(Object detection data)
□ □ □ □
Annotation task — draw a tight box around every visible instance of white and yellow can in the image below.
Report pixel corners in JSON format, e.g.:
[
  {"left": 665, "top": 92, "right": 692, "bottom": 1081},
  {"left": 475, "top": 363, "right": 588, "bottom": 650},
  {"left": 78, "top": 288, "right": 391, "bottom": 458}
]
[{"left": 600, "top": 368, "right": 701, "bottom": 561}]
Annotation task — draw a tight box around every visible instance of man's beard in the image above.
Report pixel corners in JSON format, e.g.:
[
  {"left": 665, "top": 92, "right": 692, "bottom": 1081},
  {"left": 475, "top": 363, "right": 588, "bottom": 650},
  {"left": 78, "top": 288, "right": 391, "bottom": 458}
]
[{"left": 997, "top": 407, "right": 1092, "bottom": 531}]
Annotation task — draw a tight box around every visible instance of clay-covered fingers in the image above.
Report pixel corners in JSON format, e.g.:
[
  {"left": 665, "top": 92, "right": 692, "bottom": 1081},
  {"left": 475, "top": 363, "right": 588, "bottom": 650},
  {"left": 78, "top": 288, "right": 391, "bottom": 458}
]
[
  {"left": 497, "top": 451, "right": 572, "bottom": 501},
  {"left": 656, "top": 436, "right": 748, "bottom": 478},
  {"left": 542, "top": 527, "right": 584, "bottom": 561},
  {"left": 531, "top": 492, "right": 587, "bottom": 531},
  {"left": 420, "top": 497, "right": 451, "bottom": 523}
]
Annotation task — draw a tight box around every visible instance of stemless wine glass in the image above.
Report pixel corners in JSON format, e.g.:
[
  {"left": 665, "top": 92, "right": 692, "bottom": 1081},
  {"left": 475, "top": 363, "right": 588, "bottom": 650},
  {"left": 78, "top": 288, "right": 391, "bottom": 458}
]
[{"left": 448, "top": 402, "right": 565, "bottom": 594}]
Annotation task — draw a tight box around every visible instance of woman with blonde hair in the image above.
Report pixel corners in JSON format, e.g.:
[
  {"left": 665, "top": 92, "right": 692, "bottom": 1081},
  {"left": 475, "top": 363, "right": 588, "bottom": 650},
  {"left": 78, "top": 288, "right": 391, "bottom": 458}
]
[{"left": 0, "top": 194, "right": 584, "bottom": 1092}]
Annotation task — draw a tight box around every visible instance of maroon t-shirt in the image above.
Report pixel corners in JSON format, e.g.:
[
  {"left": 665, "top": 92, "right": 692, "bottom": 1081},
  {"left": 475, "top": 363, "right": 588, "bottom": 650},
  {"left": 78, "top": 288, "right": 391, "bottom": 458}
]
□ □ □ □
• _Task goal_: Render the records above as a JSON list of strings, with one string per line and blank lines left out.

• _Correct result_:
[
  "Annotation task — draw a tight box around every visible instance of white and yellow can in the image below.",
  "Report pixel corners in JSON format, e.g.:",
  "[",
  "  {\"left\": 665, \"top\": 92, \"right\": 692, \"bottom\": 1081},",
  "  {\"left\": 475, \"top\": 363, \"right\": 588, \"bottom\": 650},",
  "  {\"left\": 78, \"top\": 288, \"right\": 391, \"bottom\": 458}",
  "]",
  "[{\"left\": 600, \"top\": 368, \"right\": 701, \"bottom\": 561}]",
  "Annotation task — draw a tight box around every visible instance of man's beard in the image above.",
  "Report pixel corners in JSON format, e.g.:",
  "[",
  "  {\"left\": 665, \"top\": 92, \"right\": 692, \"bottom\": 1081},",
  "  {\"left\": 475, \"top\": 363, \"right\": 588, \"bottom\": 650},",
  "  {\"left\": 78, \"top\": 288, \"right\": 391, \"bottom\": 458}",
  "]",
  "[{\"left\": 997, \"top\": 407, \"right\": 1092, \"bottom\": 531}]",
  "Annotation task — draw a tight box around every visible instance of clay-covered fingers in the image above.",
  "Report pixel corners in JSON format, e.g.:",
  "[",
  "  {\"left\": 665, \"top\": 92, \"right\": 692, \"bottom\": 1081},",
  "  {\"left\": 475, \"top\": 363, \"right\": 588, \"bottom\": 650},",
  "  {\"left\": 78, \"top\": 288, \"right\": 391, \"bottom\": 458}",
  "]",
  "[",
  "  {\"left\": 497, \"top\": 451, \"right\": 572, \"bottom\": 501},",
  "  {\"left\": 656, \"top\": 436, \"right\": 748, \"bottom\": 478},",
  "  {\"left\": 542, \"top\": 527, \"right\": 584, \"bottom\": 561},",
  "  {\"left\": 531, \"top\": 492, \"right\": 587, \"bottom\": 531},",
  "  {\"left\": 420, \"top\": 497, \"right\": 451, \"bottom\": 523}",
  "]",
  "Annotation task — draw a tight box around every visible instance of stemless wine glass in the image above.",
  "Report pixel corners in JSON format, e.g.:",
  "[",
  "  {\"left\": 665, \"top\": 92, \"right\": 692, \"bottom\": 1081},",
  "  {\"left\": 475, \"top\": 363, \"right\": 588, \"bottom\": 650},",
  "  {\"left\": 78, \"top\": 288, \"right\": 391, \"bottom\": 458}",
  "]",
  "[{\"left\": 448, \"top\": 402, \"right\": 565, \"bottom\": 594}]",
  "Annotation task — draw a tight box around every visible instance of woman with blonde hair in the image above.",
  "Report pixel corners in JSON format, e.g.:",
  "[",
  "  {\"left\": 665, \"top\": 92, \"right\": 692, \"bottom\": 1081},",
  "  {\"left\": 475, \"top\": 363, \"right\": 588, \"bottom\": 650},",
  "  {\"left\": 78, \"top\": 288, \"right\": 391, \"bottom\": 458}",
  "]",
  "[{\"left\": 0, \"top\": 194, \"right\": 584, \"bottom\": 1092}]",
  "Annotation task — draw a tight box around every visible instance of maroon t-shirt in the image above.",
  "Report pixel corners in JSON format, e.g.:",
  "[",
  "  {\"left\": 665, \"top\": 92, \"right\": 692, \"bottom\": 1081},",
  "  {\"left\": 475, \"top\": 363, \"right\": 588, \"bottom\": 650},",
  "  {\"left\": 78, \"top\": 288, \"right\": 391, \"bottom\": 458}",
  "]"
]